> Instructions for the task: Put each line of the data below into a JSON list of strings, one string per line, and leave out any blank lines.

☆ ☆ ☆

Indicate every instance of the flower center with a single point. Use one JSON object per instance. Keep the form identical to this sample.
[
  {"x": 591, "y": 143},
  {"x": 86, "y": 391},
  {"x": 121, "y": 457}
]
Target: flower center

☆ ☆ ☆

> Written response:
[
  "Indicate every instance of the flower center with a single point. Use one JSON object per instance. Keep the form identical to this sample.",
  "[",
  "  {\"x\": 591, \"y\": 143},",
  "  {\"x\": 86, \"y\": 391},",
  "  {\"x\": 121, \"y\": 457}",
  "]",
  "Target: flower center"
]